> [GOAL]: Copy out the items below with "dark rock" swapped for "gray stone" everywhere it occurs, changing nothing else. Omit the pictures.
-- START OF MATERIAL PROVIDED --
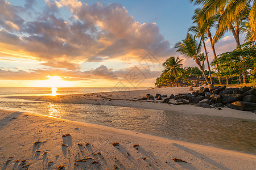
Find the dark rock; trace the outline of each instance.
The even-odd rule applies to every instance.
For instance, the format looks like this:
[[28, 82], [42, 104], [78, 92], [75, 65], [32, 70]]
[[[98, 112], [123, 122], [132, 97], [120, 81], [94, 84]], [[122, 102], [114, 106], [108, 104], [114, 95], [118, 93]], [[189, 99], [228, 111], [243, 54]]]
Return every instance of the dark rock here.
[[189, 96], [191, 96], [191, 94], [180, 94], [174, 96], [174, 100], [177, 100], [179, 99], [183, 99], [185, 100], [188, 100], [189, 99]]
[[161, 95], [156, 94], [156, 95], [155, 95], [155, 98], [158, 98], [159, 96], [161, 96]]
[[246, 91], [249, 91], [249, 90], [251, 90], [251, 87], [246, 87], [246, 86], [242, 87], [241, 87], [241, 88], [240, 88], [240, 90], [243, 93], [244, 93], [244, 92], [246, 92]]
[[148, 98], [149, 96], [151, 96], [150, 94], [147, 94], [147, 95], [146, 95], [145, 97]]
[[214, 101], [213, 100], [207, 100], [203, 101], [201, 101], [200, 103], [207, 103], [208, 104], [211, 105], [213, 104], [214, 103]]
[[198, 100], [199, 101], [203, 100], [204, 99], [206, 99], [205, 96], [201, 96], [201, 95], [198, 95], [197, 96], [196, 96], [197, 98], [198, 98]]
[[181, 104], [183, 104], [183, 103], [180, 102], [180, 103], [175, 103], [174, 104], [174, 105], [181, 105]]
[[151, 96], [151, 95], [146, 95], [146, 98], [147, 98], [147, 99], [154, 99], [155, 97], [154, 97], [154, 96]]
[[198, 92], [199, 94], [202, 96], [204, 95], [204, 93], [206, 92], [209, 92], [208, 88], [200, 88], [200, 90], [199, 90], [199, 91]]
[[240, 94], [228, 94], [222, 95], [222, 103], [232, 103], [234, 101], [238, 101], [242, 98], [242, 96]]
[[214, 87], [214, 86], [213, 86], [213, 84], [210, 84], [209, 85], [207, 85], [207, 87], [209, 88], [209, 87]]
[[208, 88], [209, 88], [209, 90], [211, 92], [212, 92], [212, 91], [213, 91], [213, 90], [215, 90], [217, 89], [217, 88], [218, 88], [218, 87], [214, 87], [214, 86], [213, 86], [213, 87], [209, 87]]
[[253, 95], [246, 95], [243, 97], [243, 101], [246, 102], [256, 103], [256, 96]]
[[184, 101], [183, 101], [183, 104], [189, 104], [189, 103], [188, 101], [184, 100]]
[[247, 91], [246, 91], [245, 94], [247, 95], [254, 95], [256, 96], [256, 88], [252, 88]]
[[220, 88], [217, 88], [214, 90], [213, 90], [212, 92], [213, 95], [219, 95], [221, 91], [221, 90]]
[[222, 97], [220, 95], [213, 95], [210, 96], [210, 99], [214, 100], [216, 103], [222, 103]]
[[241, 110], [253, 111], [256, 109], [256, 103], [246, 101], [235, 101], [228, 104], [228, 107]]
[[199, 104], [196, 104], [196, 106], [201, 108], [213, 108], [213, 107], [211, 107], [209, 104], [208, 104], [207, 103], [199, 103]]
[[206, 92], [204, 93], [204, 95], [207, 99], [210, 99], [210, 96], [212, 95], [212, 93], [211, 92]]
[[223, 108], [224, 107], [224, 105], [222, 103], [213, 103], [212, 105], [216, 108]]
[[174, 95], [173, 94], [171, 94], [171, 95], [169, 97], [170, 99], [172, 99], [174, 98]]
[[169, 101], [170, 101], [170, 99], [169, 98], [166, 98], [162, 103], [168, 103]]
[[189, 91], [193, 91], [193, 87], [192, 87], [192, 86], [190, 86], [190, 87], [189, 87]]
[[175, 100], [176, 102], [183, 102], [184, 101], [184, 99], [179, 99]]
[[179, 95], [178, 94], [178, 95], [175, 96], [174, 99], [174, 100], [177, 100], [177, 99], [183, 99], [183, 95]]
[[242, 94], [242, 92], [238, 88], [234, 88], [232, 89], [233, 94]]
[[197, 103], [199, 102], [199, 100], [198, 99], [198, 98], [192, 98], [192, 99], [189, 99], [188, 100], [188, 103]]
[[220, 95], [228, 95], [233, 94], [233, 91], [230, 89], [224, 90], [220, 92]]
[[195, 95], [196, 96], [198, 96], [198, 95], [199, 95], [198, 92], [199, 92], [199, 90], [194, 91], [193, 92], [192, 92], [192, 95]]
-- END OF MATERIAL PROVIDED --
> [WORKED SOLUTION]:
Find the gray stone; trace the outline of each instance.
The even-odd rule applies to every instance.
For instance, the format looks like this:
[[28, 82], [42, 104], [78, 92], [75, 65], [32, 70]]
[[[98, 112], [123, 122], [132, 97], [120, 81], [94, 84]], [[122, 102], [114, 106], [108, 104], [114, 95], [118, 93]], [[189, 99], [228, 111], [243, 54]]]
Return every instance of the gray stone here.
[[189, 96], [191, 96], [191, 94], [180, 94], [174, 96], [174, 100], [177, 100], [179, 99], [183, 99], [185, 100], [188, 100], [189, 99]]
[[161, 95], [156, 94], [156, 95], [155, 95], [155, 98], [158, 98], [159, 96], [161, 96]]
[[246, 91], [249, 91], [249, 90], [251, 90], [251, 87], [246, 87], [246, 86], [242, 87], [241, 87], [241, 88], [240, 88], [240, 90], [243, 93], [244, 93], [244, 92], [246, 92]]
[[148, 98], [149, 96], [151, 96], [150, 94], [147, 94], [147, 95], [146, 95], [145, 97]]
[[214, 101], [213, 100], [207, 100], [203, 101], [201, 101], [200, 103], [207, 103], [208, 104], [211, 105], [213, 104], [214, 103]]
[[198, 100], [199, 101], [203, 100], [204, 99], [206, 99], [205, 96], [201, 96], [201, 95], [198, 95], [197, 96], [196, 96], [197, 98], [198, 98]]
[[181, 104], [183, 104], [183, 103], [180, 102], [180, 103], [175, 103], [174, 104], [174, 105], [181, 105]]
[[151, 96], [151, 95], [146, 95], [146, 98], [147, 98], [147, 99], [154, 99], [155, 97], [154, 97], [154, 96]]
[[198, 92], [199, 94], [202, 96], [204, 95], [204, 93], [206, 92], [209, 92], [208, 88], [200, 88], [200, 90], [199, 90], [199, 91]]
[[240, 94], [228, 94], [222, 95], [222, 103], [232, 103], [234, 101], [238, 101], [242, 98], [242, 96]]
[[214, 87], [214, 86], [213, 86], [213, 84], [210, 84], [209, 85], [207, 85], [207, 87], [209, 88], [209, 87]]
[[208, 88], [209, 88], [209, 90], [211, 92], [212, 92], [212, 91], [213, 91], [213, 90], [215, 90], [217, 89], [217, 88], [218, 88], [218, 87], [214, 87], [214, 86], [213, 86], [213, 87], [209, 87]]
[[253, 95], [246, 95], [243, 97], [243, 101], [246, 102], [256, 103], [256, 96]]
[[184, 101], [183, 101], [183, 104], [189, 104], [189, 103], [188, 101], [184, 100]]
[[247, 91], [246, 91], [245, 94], [247, 95], [254, 95], [256, 96], [256, 88], [252, 88]]
[[220, 88], [217, 88], [214, 90], [213, 90], [212, 92], [213, 95], [219, 95], [221, 91], [221, 90]]
[[222, 97], [220, 95], [213, 95], [210, 96], [210, 99], [214, 100], [216, 103], [222, 103]]
[[241, 110], [253, 111], [256, 109], [256, 103], [246, 101], [235, 101], [228, 104], [228, 107]]
[[199, 104], [196, 104], [196, 106], [201, 108], [213, 108], [213, 107], [211, 107], [209, 104], [208, 104], [207, 103], [199, 103]]
[[206, 92], [204, 93], [204, 95], [207, 99], [210, 99], [210, 96], [212, 95], [212, 93], [211, 92]]
[[223, 108], [224, 107], [224, 105], [222, 103], [213, 103], [212, 105], [216, 108]]
[[174, 95], [173, 94], [171, 94], [171, 95], [169, 97], [170, 99], [172, 99], [174, 98]]
[[169, 101], [170, 101], [170, 99], [169, 98], [166, 98], [162, 103], [168, 103]]
[[189, 91], [193, 91], [193, 87], [192, 87], [192, 86], [190, 86], [190, 87], [189, 87]]
[[175, 100], [176, 102], [183, 102], [184, 101], [184, 99], [179, 99]]
[[179, 95], [178, 94], [178, 95], [175, 96], [174, 99], [174, 100], [177, 100], [177, 99], [183, 99], [183, 95]]
[[242, 94], [242, 92], [238, 88], [234, 88], [232, 89], [233, 94]]
[[197, 103], [199, 102], [199, 100], [198, 99], [198, 98], [192, 98], [192, 99], [189, 99], [188, 100], [188, 103]]
[[220, 95], [228, 95], [233, 94], [233, 91], [230, 89], [224, 90], [220, 92]]
[[195, 95], [196, 96], [198, 96], [198, 95], [199, 95], [198, 92], [199, 92], [199, 90], [194, 91], [193, 92], [192, 92], [192, 95]]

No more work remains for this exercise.